→ PROVIDED MATERIAL
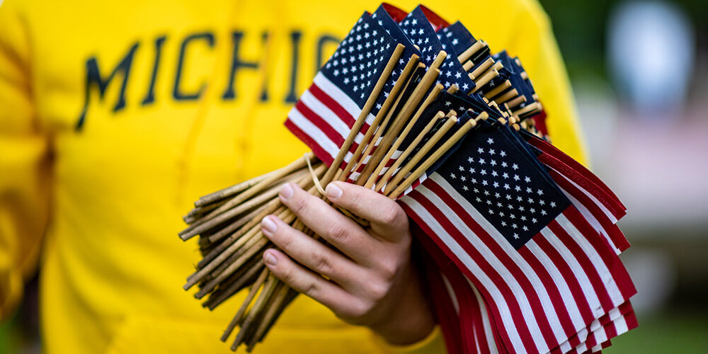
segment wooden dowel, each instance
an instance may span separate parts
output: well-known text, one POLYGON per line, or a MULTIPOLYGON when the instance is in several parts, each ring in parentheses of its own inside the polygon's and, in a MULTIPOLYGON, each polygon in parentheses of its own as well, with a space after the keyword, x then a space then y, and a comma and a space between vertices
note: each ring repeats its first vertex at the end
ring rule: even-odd
POLYGON ((408 63, 406 67, 404 67, 403 72, 399 76, 399 78, 396 80, 396 84, 394 84, 393 88, 391 88, 391 92, 389 93, 388 97, 384 101, 384 103, 381 106, 381 109, 376 114, 376 118, 374 121, 371 123, 371 126, 366 131, 366 134, 364 135, 364 138, 362 139, 361 143, 357 147, 356 151, 354 152, 354 154, 352 158, 347 163, 346 167, 344 169, 343 173, 340 175, 341 181, 346 181, 347 177, 349 173, 351 173, 352 169, 356 166, 356 163, 359 161, 359 159, 362 156, 362 153, 364 152, 365 147, 372 142, 371 138, 374 136, 374 134, 377 131, 377 128, 381 124, 381 121, 383 120, 384 118, 388 115, 389 110, 391 108, 392 105, 397 101, 399 96, 399 91, 401 88, 406 85, 408 81, 407 79, 409 75, 413 72, 413 69, 417 67, 418 57, 417 55, 413 55, 411 56, 411 59, 409 59, 408 63))
MULTIPOLYGON (((481 115, 486 115, 486 114, 487 114, 486 112, 482 112, 481 113, 481 115)), ((449 150, 455 144, 457 144, 457 142, 459 142, 459 139, 462 139, 465 134, 469 132, 471 129, 474 127, 474 126, 476 125, 476 121, 478 120, 479 118, 480 118, 480 117, 477 116, 477 118, 476 119, 474 120, 471 119, 468 120, 467 122, 465 122, 464 125, 463 125, 462 127, 460 127, 460 128, 458 129, 457 131, 455 132, 455 134, 452 135, 452 136, 449 139, 447 139, 447 141, 445 142, 445 143, 443 143, 442 145, 438 149, 438 150, 435 150, 435 152, 433 154, 433 155, 430 158, 426 159, 425 161, 423 162, 422 164, 421 164, 420 166, 416 169, 416 171, 414 171, 412 173, 411 173, 404 181, 404 182, 401 183, 400 185, 396 187, 396 189, 393 190, 391 193, 388 193, 387 195, 389 196, 389 198, 394 200, 397 199, 398 197, 401 193, 403 193, 406 189, 408 189, 409 187, 410 187, 413 184, 413 181, 415 181, 416 180, 417 180, 418 178, 421 177, 421 175, 422 175, 423 172, 427 171, 428 169, 430 169, 430 166, 433 166, 433 164, 435 164, 438 159, 442 157, 442 155, 445 154, 445 153, 447 152, 447 150, 449 150)))
POLYGON ((389 76, 391 76, 391 72, 393 71, 394 68, 396 67, 398 62, 399 58, 401 57, 401 54, 403 53, 403 50, 405 47, 399 43, 396 46, 396 49, 394 50, 393 54, 389 59, 388 63, 386 64, 386 67, 384 68, 383 72, 381 73, 381 76, 379 76, 378 81, 376 82, 376 85, 374 86, 374 89, 372 90, 371 94, 369 95, 369 98, 366 100, 366 103, 364 103, 364 108, 361 110, 361 113, 359 115, 359 118, 357 118, 356 121, 354 122, 354 126, 352 127, 351 131, 349 132, 349 136, 342 144, 341 147, 339 149, 339 152, 337 154, 336 157, 334 158, 334 161, 332 161, 332 164, 329 166, 329 169, 327 172, 324 174, 324 177, 322 178, 320 181, 322 185, 326 185, 334 176, 334 173, 339 169, 342 161, 344 161, 344 156, 349 152, 349 148, 351 147, 353 142, 354 142, 354 139, 356 138, 359 131, 361 130, 361 127, 364 125, 366 122, 366 118, 369 115, 369 112, 371 111, 371 108, 376 103, 376 100, 379 98, 379 94, 381 91, 384 88, 384 86, 386 84, 386 81, 389 79, 389 76))
POLYGON ((484 47, 484 42, 481 40, 477 40, 477 41, 472 44, 472 45, 470 45, 469 48, 464 50, 462 54, 457 56, 457 60, 460 63, 467 62, 473 54, 479 52, 483 47, 484 47))
POLYGON ((508 80, 505 80, 504 82, 500 84, 499 86, 495 87, 494 88, 492 88, 491 90, 489 90, 489 92, 484 93, 484 97, 491 100, 495 96, 501 93, 504 90, 508 88, 510 86, 511 86, 511 82, 509 81, 508 80))
POLYGON ((413 129, 413 125, 415 125, 416 122, 418 122, 418 120, 421 118, 421 115, 422 115, 423 112, 426 110, 426 108, 428 108, 428 106, 430 105, 430 104, 432 103, 433 101, 438 98, 438 96, 440 95, 440 93, 442 91, 442 88, 443 86, 442 84, 436 84, 435 86, 433 88, 433 89, 430 91, 430 94, 428 94, 428 97, 426 97, 425 101, 423 101, 423 104, 421 104, 421 106, 418 108, 418 110, 416 112, 416 114, 413 115, 413 118, 409 120, 408 124, 406 125, 406 127, 404 128, 402 132, 401 132, 400 135, 397 137, 396 141, 394 141, 394 143, 391 144, 391 147, 389 148, 388 152, 387 152, 386 155, 384 156, 384 158, 381 159, 381 162, 379 162, 378 166, 376 166, 376 169, 374 170, 374 172, 372 173, 371 176, 369 176, 368 181, 366 181, 365 184, 364 184, 364 187, 370 188, 372 186, 374 186, 374 185, 376 183, 377 181, 379 178, 379 174, 381 173, 381 171, 386 167, 386 165, 388 164, 389 160, 390 160, 391 157, 393 156, 394 154, 396 153, 396 151, 398 149, 399 147, 401 146, 401 144, 403 143, 404 139, 406 139, 406 137, 408 136, 409 133, 411 132, 411 130, 413 129))
POLYGON ((498 98, 494 99, 494 102, 501 105, 518 96, 519 96, 519 93, 516 88, 512 88, 508 92, 502 94, 498 98))
MULTIPOLYGON (((312 152, 308 152, 307 154, 306 154, 306 157, 311 160, 315 158, 314 154, 312 154, 312 152)), ((241 202, 243 202, 244 200, 247 200, 248 199, 251 198, 251 197, 257 194, 258 192, 268 188, 268 185, 270 185, 274 181, 280 179, 281 177, 288 175, 295 171, 302 169, 305 166, 307 166, 307 163, 304 159, 303 158, 297 159, 297 160, 292 161, 285 167, 283 167, 278 170, 277 173, 273 173, 273 175, 268 176, 267 178, 261 181, 255 185, 244 190, 241 194, 239 194, 236 197, 234 197, 233 198, 229 200, 223 205, 219 207, 214 211, 210 212, 203 218, 200 219, 198 222, 190 225, 189 227, 185 229, 184 230, 183 230, 181 232, 179 233, 180 237, 183 240, 185 241, 199 234, 199 233, 201 232, 195 230, 201 230, 202 229, 199 229, 199 227, 202 224, 206 224, 207 222, 214 219, 217 216, 221 215, 226 210, 231 209, 234 205, 238 205, 241 202)))
POLYGON ((263 309, 263 304, 266 303, 266 300, 270 297, 271 292, 275 289, 275 285, 277 285, 278 282, 277 278, 273 275, 268 276, 268 280, 263 285, 263 290, 261 292, 261 295, 258 296, 258 299, 256 299, 256 303, 249 311, 249 314, 246 317, 246 320, 244 321, 243 324, 241 326, 241 330, 239 331, 239 334, 236 336, 236 339, 234 341, 234 344, 231 346, 232 350, 235 350, 242 343, 244 337, 249 334, 251 331, 251 326, 253 324, 253 319, 263 309))
MULTIPOLYGON (((469 73, 469 74, 472 75, 474 77, 479 77, 480 76, 481 76, 484 73, 484 72, 486 72, 487 70, 487 69, 489 69, 489 67, 491 67, 492 64, 494 64, 494 59, 493 59, 487 58, 486 60, 485 60, 484 62, 482 62, 481 64, 480 64, 479 66, 478 66, 476 67, 476 69, 474 69, 474 71, 473 71, 472 72, 469 73)), ((473 80, 474 80, 474 79, 473 79, 473 80)))
POLYGON ((194 202, 194 206, 201 207, 207 205, 208 204, 212 203, 220 199, 225 198, 227 197, 230 197, 238 193, 242 192, 249 189, 249 188, 256 185, 258 182, 268 178, 274 173, 276 173, 278 171, 272 171, 266 173, 264 175, 258 176, 258 177, 254 177, 248 181, 244 181, 240 183, 238 183, 231 187, 224 188, 221 190, 217 190, 212 193, 207 194, 199 198, 198 200, 194 202))
POLYGON ((440 74, 440 69, 438 69, 440 66, 442 64, 445 58, 447 56, 444 50, 440 50, 435 57, 435 60, 430 64, 430 67, 426 72, 426 74, 423 76, 423 79, 421 79, 420 84, 416 86, 416 88, 413 91, 411 94, 411 97, 406 101, 404 105, 403 108, 399 112, 396 118, 394 120, 393 125, 388 132, 386 133, 386 136, 384 139, 382 140, 381 143, 379 144, 379 147, 376 149, 374 154, 372 155, 371 159, 366 164, 366 167, 362 172, 361 176, 357 179, 358 185, 363 185, 366 183, 369 176, 371 176, 371 173, 374 171, 378 164, 381 161, 382 158, 383 158, 384 154, 388 151, 389 147, 396 139, 398 133, 403 129, 404 125, 406 121, 413 113, 413 110, 423 99, 423 96, 428 92, 428 88, 435 83, 435 79, 438 78, 438 75, 440 74))
MULTIPOLYGON (((425 68, 426 65, 424 64, 418 63, 418 68, 416 69, 416 70, 420 70, 425 68)), ((415 72, 413 72, 413 74, 415 74, 415 72)), ((411 75, 408 78, 408 81, 406 83, 406 86, 405 87, 404 87, 402 91, 403 93, 405 93, 408 90, 409 86, 411 84, 411 82, 413 82, 413 76, 415 76, 414 74, 411 75)), ((403 96, 404 95, 401 94, 399 95, 398 97, 396 98, 396 102, 394 103, 394 108, 399 106, 399 103, 403 98, 403 96)), ((377 142, 380 142, 379 139, 381 138, 381 135, 383 134, 384 130, 386 130, 386 127, 388 127, 391 120, 393 118, 394 110, 393 109, 389 110, 388 114, 386 115, 386 118, 384 119, 384 121, 381 123, 381 125, 379 127, 379 129, 377 130, 376 134, 374 135, 373 139, 371 139, 372 143, 367 145, 366 149, 364 151, 364 153, 362 154, 361 155, 361 158, 359 159, 359 161, 357 162, 356 166, 353 169, 352 169, 352 172, 356 172, 359 171, 359 169, 361 168, 362 164, 363 164, 364 161, 366 161, 367 157, 369 157, 370 159, 372 150, 373 150, 374 148, 377 146, 377 142)))
POLYGON ((496 70, 493 69, 487 72, 486 74, 482 76, 482 77, 477 79, 477 80, 474 81, 474 84, 476 86, 475 86, 474 88, 472 89, 472 93, 476 92, 480 88, 481 88, 484 85, 489 84, 492 79, 494 79, 498 74, 499 73, 496 70))
POLYGON ((447 93, 454 95, 455 92, 459 91, 459 86, 457 84, 452 84, 450 87, 447 88, 447 93))
POLYGON ((513 108, 514 107, 516 107, 517 105, 519 105, 521 103, 523 103, 524 102, 526 102, 526 96, 524 95, 520 95, 516 98, 507 101, 506 103, 509 105, 509 107, 513 108))
POLYGON ((425 127, 423 128, 423 130, 421 130, 413 142, 411 142, 406 150, 403 152, 403 154, 401 154, 401 156, 396 159, 396 162, 394 162, 394 164, 386 171, 386 173, 384 174, 383 177, 382 177, 381 179, 379 180, 379 182, 376 184, 376 188, 374 190, 376 190, 377 192, 381 190, 381 188, 382 188, 386 183, 388 182, 388 181, 391 178, 391 176, 396 172, 396 170, 397 170, 401 164, 403 164, 403 161, 406 161, 408 156, 416 149, 416 147, 417 147, 418 144, 423 141, 423 139, 426 135, 428 135, 428 132, 433 129, 433 127, 435 126, 436 122, 438 122, 438 120, 442 119, 443 117, 445 117, 445 113, 442 112, 438 112, 438 114, 430 119, 430 121, 426 125, 425 127))
POLYGON ((401 171, 396 172, 396 174, 394 175, 394 179, 391 181, 391 183, 387 184, 386 188, 384 188, 384 194, 387 195, 392 189, 394 188, 399 182, 406 177, 406 174, 415 167, 418 161, 428 154, 430 150, 433 149, 436 144, 438 144, 438 142, 440 141, 443 136, 445 136, 445 133, 447 133, 456 122, 457 122, 457 118, 450 117, 450 118, 447 118, 445 123, 442 124, 442 126, 440 127, 440 129, 438 129, 438 131, 433 135, 433 137, 428 140, 424 145, 423 145, 423 147, 421 147, 421 149, 418 150, 415 155, 413 155, 411 161, 409 161, 406 166, 401 168, 401 171))
POLYGON ((226 330, 224 331, 224 334, 222 335, 221 341, 226 342, 227 339, 229 339, 229 336, 231 336, 232 332, 234 331, 234 329, 243 320, 244 314, 246 314, 246 310, 249 307, 249 304, 253 300, 253 297, 256 297, 256 294, 258 293, 258 289, 261 288, 261 285, 263 284, 266 279, 268 278, 269 271, 268 268, 263 269, 261 272, 261 275, 258 275, 258 279, 256 280, 256 282, 253 283, 251 287, 251 290, 249 291, 249 294, 246 295, 246 299, 244 299, 243 304, 241 304, 241 307, 239 308, 239 311, 234 316, 234 318, 231 320, 229 326, 227 326, 226 330))
POLYGON ((514 111, 514 114, 516 115, 523 115, 529 112, 532 112, 537 109, 539 105, 537 102, 534 102, 523 108, 520 108, 514 111))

→ EXERCISE AIM
Starting from the top of the lines above, copy each one word for word through the line that contains "ring rule: even-odd", leaving the picture out.

→ SOLUTION FOR THIS PROBLEM
segment wooden dowel, each instance
an instance may span separate parts
output: well-known text, one POLYGON per line, or a MULTIPOLYGON when the instance is in several parts, each ring in parentheses of its own inside the polygon's and, in a MULTIPOLYGON, each polygon in parentheses of its own as well, with a space after the keyword, x then a space then y, and a comma and a space between vertices
note: each ring repeats its first vertex at the end
ring rule: even-odd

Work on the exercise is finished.